* **Source passage**
Saturday Matinee: Possessor

By Norman Gidney

Source: Film Threat

In just his second feature, Brandon Cronenberg, son of David, has delivered the first great sci-fi horror movie of the decade with Possessor. In the future, corporations use internal agents to inhabit innocent people’s bodies to carry out high-profile assassinations for strategic gains. Tanya Vos (Andrea Riseborough) is one such agent. In fact, she’s the star player at her secretive killing firm. But when the brain implant process takes its toll during an assignment, she begins to lose a grip on her own identity. Exploring self and identity, Cronenberg deftly explores heady material in a sci-fi horror candy coating, delivering a challenging ferocious film.

The action and concept are presented straight away with a bloody assassination in a nightclub. Miles away, Tanya lays on a white leather chaise with her head in a contraption guiding the host body from afar. After the assassination, she is to kill the host body with a shot to the head. Yet with this latest contract, her boss, Girder (Jennifer Jason Leigh), notices that Tanya is losing her grip on her true identity. Hesitant, Tanya accepts one last job in the form of Colin (Christopher Abbott), a coked-out rich boy with access to the CEO of a major tech company. The goal is to inhabit Colin’s body and have it murder Colin’s soon-to-be father in law John Parse (Sean Bean).

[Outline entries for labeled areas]
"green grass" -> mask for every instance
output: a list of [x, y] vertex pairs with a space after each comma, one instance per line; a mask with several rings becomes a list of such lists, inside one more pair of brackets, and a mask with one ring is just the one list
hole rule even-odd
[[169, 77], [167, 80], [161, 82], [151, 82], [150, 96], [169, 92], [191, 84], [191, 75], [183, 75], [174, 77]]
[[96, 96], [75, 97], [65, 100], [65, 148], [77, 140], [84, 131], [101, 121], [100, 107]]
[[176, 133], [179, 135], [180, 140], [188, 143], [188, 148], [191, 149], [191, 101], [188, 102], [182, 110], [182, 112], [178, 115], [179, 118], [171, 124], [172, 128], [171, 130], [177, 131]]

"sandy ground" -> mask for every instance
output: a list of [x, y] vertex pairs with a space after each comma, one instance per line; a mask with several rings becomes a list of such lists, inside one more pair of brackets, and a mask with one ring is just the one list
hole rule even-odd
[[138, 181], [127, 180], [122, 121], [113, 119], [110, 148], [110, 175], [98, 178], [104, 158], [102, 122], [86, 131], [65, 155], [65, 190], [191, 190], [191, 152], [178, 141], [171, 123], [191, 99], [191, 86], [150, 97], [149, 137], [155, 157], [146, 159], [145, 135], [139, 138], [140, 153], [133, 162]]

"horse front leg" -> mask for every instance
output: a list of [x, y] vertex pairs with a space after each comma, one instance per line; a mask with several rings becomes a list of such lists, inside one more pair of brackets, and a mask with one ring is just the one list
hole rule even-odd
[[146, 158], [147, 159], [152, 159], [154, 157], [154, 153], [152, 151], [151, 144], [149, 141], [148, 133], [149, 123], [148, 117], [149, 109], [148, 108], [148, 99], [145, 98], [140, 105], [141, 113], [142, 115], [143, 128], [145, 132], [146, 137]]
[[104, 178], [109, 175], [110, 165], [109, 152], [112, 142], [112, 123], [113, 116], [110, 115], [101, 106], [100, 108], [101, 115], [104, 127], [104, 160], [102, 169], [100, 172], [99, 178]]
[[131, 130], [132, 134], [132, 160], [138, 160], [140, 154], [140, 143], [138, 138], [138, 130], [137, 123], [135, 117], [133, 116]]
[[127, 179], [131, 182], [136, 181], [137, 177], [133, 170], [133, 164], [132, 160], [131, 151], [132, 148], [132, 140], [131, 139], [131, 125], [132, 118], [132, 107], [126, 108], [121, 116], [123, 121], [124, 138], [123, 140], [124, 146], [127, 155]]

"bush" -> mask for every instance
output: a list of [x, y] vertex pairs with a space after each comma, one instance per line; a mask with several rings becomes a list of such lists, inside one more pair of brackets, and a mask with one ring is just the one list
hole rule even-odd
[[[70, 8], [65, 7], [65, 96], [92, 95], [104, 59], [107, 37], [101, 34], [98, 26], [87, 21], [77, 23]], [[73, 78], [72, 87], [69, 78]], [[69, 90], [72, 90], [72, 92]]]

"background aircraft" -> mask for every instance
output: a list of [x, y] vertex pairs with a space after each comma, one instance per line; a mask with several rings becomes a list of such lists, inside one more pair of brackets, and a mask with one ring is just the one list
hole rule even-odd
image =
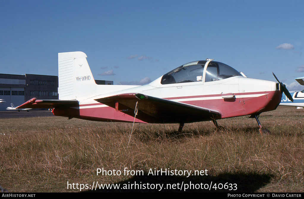
[[58, 53], [59, 100], [33, 98], [17, 109], [54, 108], [55, 115], [101, 121], [177, 123], [250, 115], [275, 109], [285, 85], [248, 78], [207, 59], [178, 67], [142, 86], [97, 85], [82, 52]]
[[11, 107], [8, 107], [6, 108], [6, 110], [18, 110], [19, 112], [20, 112], [20, 110], [26, 110], [28, 112], [29, 110], [31, 109], [17, 109], [16, 107], [15, 107], [15, 106], [14, 106], [14, 104], [13, 104], [13, 103], [11, 103]]
[[[295, 79], [299, 83], [304, 86], [304, 77], [299, 77]], [[299, 92], [291, 92], [291, 94], [294, 100], [292, 102], [284, 93], [282, 96], [280, 106], [304, 107], [304, 90]]]

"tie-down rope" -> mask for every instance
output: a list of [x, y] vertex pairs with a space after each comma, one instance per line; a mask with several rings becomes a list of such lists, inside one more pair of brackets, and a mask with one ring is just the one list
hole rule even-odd
[[131, 131], [131, 133], [130, 135], [130, 138], [129, 138], [129, 141], [128, 143], [128, 146], [129, 146], [129, 143], [130, 143], [130, 140], [131, 139], [131, 136], [132, 136], [132, 133], [133, 132], [133, 127], [134, 127], [134, 123], [135, 123], [135, 118], [136, 117], [136, 116], [137, 115], [137, 113], [138, 112], [138, 110], [137, 109], [137, 105], [138, 103], [138, 101], [137, 101], [136, 102], [136, 105], [135, 106], [135, 110], [134, 111], [134, 113], [135, 114], [135, 115], [134, 116], [134, 121], [133, 121], [133, 125], [132, 126], [132, 130]]

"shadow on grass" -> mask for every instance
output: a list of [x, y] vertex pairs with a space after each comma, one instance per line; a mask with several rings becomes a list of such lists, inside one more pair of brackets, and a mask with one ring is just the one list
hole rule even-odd
[[[116, 186], [119, 185], [118, 188], [116, 187], [116, 189], [113, 187], [112, 188], [100, 189], [98, 186], [96, 191], [89, 190], [86, 192], [251, 192], [256, 191], [270, 183], [271, 179], [274, 177], [271, 174], [261, 174], [254, 172], [227, 172], [215, 176], [191, 176], [188, 177], [176, 175], [151, 175], [150, 174], [148, 175], [146, 173], [143, 175], [134, 176], [127, 180], [113, 184], [113, 186], [114, 184]], [[227, 188], [226, 189], [224, 187], [225, 184], [226, 185], [226, 187]], [[157, 187], [157, 184], [159, 184]], [[182, 187], [182, 184], [183, 185]], [[235, 184], [237, 188], [236, 190]], [[135, 184], [136, 186], [134, 185]], [[210, 184], [212, 185], [209, 190]], [[187, 185], [188, 188], [185, 189]], [[161, 189], [162, 185], [162, 187]], [[216, 189], [215, 188], [216, 186]], [[220, 188], [223, 188], [219, 189], [219, 186]], [[95, 189], [95, 186], [94, 187]], [[230, 191], [229, 189], [232, 190]]]

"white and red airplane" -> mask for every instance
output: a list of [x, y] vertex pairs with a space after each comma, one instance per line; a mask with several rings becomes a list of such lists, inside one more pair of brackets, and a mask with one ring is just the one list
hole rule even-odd
[[275, 109], [282, 93], [289, 93], [282, 83], [248, 78], [209, 59], [184, 64], [146, 85], [98, 85], [87, 57], [58, 53], [60, 99], [33, 98], [16, 108], [54, 109], [54, 115], [69, 119], [179, 123], [179, 132], [185, 123], [212, 121], [217, 127], [217, 120], [250, 115], [261, 133], [267, 130], [260, 114]]

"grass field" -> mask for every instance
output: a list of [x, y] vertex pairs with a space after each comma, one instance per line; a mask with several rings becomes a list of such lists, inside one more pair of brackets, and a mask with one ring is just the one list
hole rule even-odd
[[[302, 192], [303, 110], [279, 107], [262, 113], [260, 121], [271, 132], [269, 135], [261, 135], [255, 119], [248, 116], [218, 120], [225, 128], [220, 132], [210, 122], [186, 124], [180, 134], [173, 133], [177, 124], [135, 124], [130, 139], [131, 123], [60, 117], [0, 119], [0, 185], [10, 192], [63, 192], [79, 191], [68, 189], [68, 181], [89, 186], [97, 181], [122, 186], [135, 181], [165, 185], [191, 181], [236, 184], [233, 192]], [[96, 174], [97, 168], [123, 172], [125, 168], [144, 174]], [[148, 175], [154, 168], [207, 170], [208, 175]]]

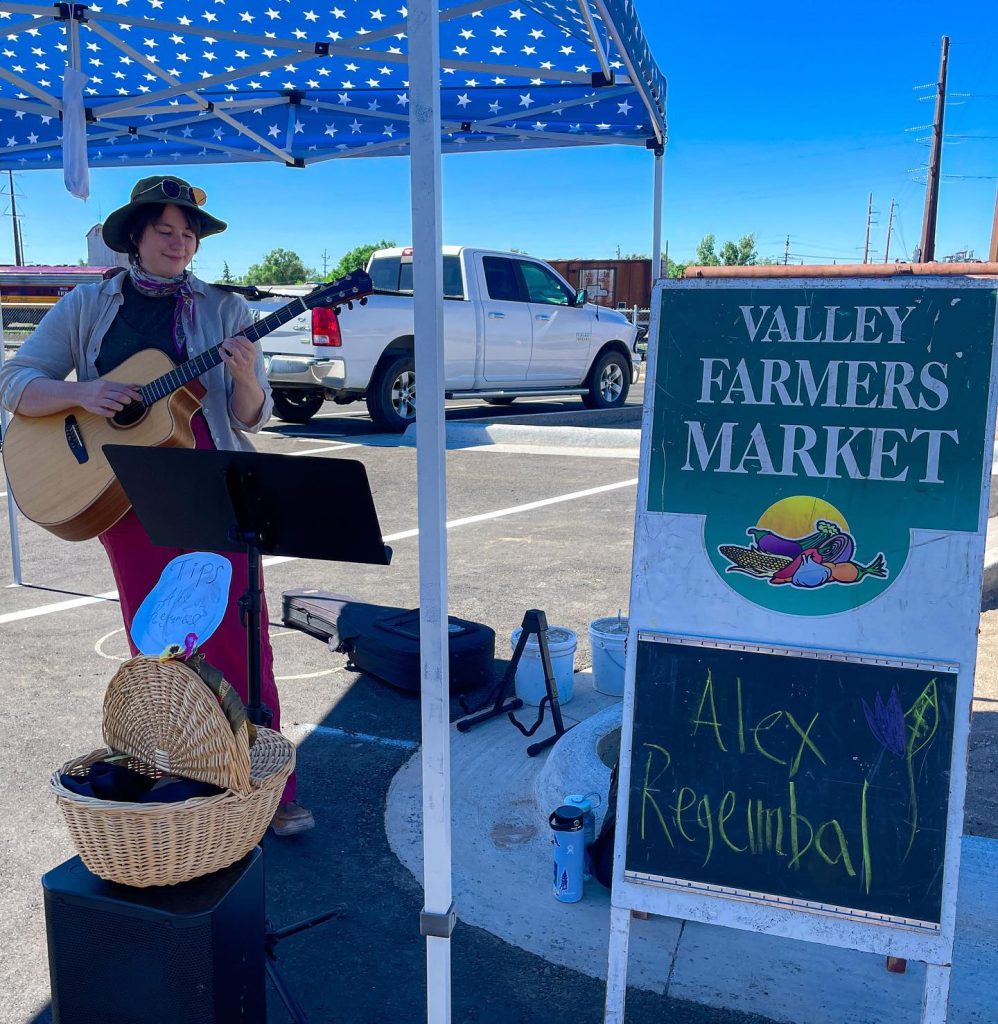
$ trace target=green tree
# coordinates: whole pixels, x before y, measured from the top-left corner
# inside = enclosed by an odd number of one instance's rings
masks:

* **Problem to solve**
Who plays Tanya's boss Girder, according to the review of Possessor? These records were taken from a different source than the review of Possessor.

* **Written response**
Jennifer Jason Leigh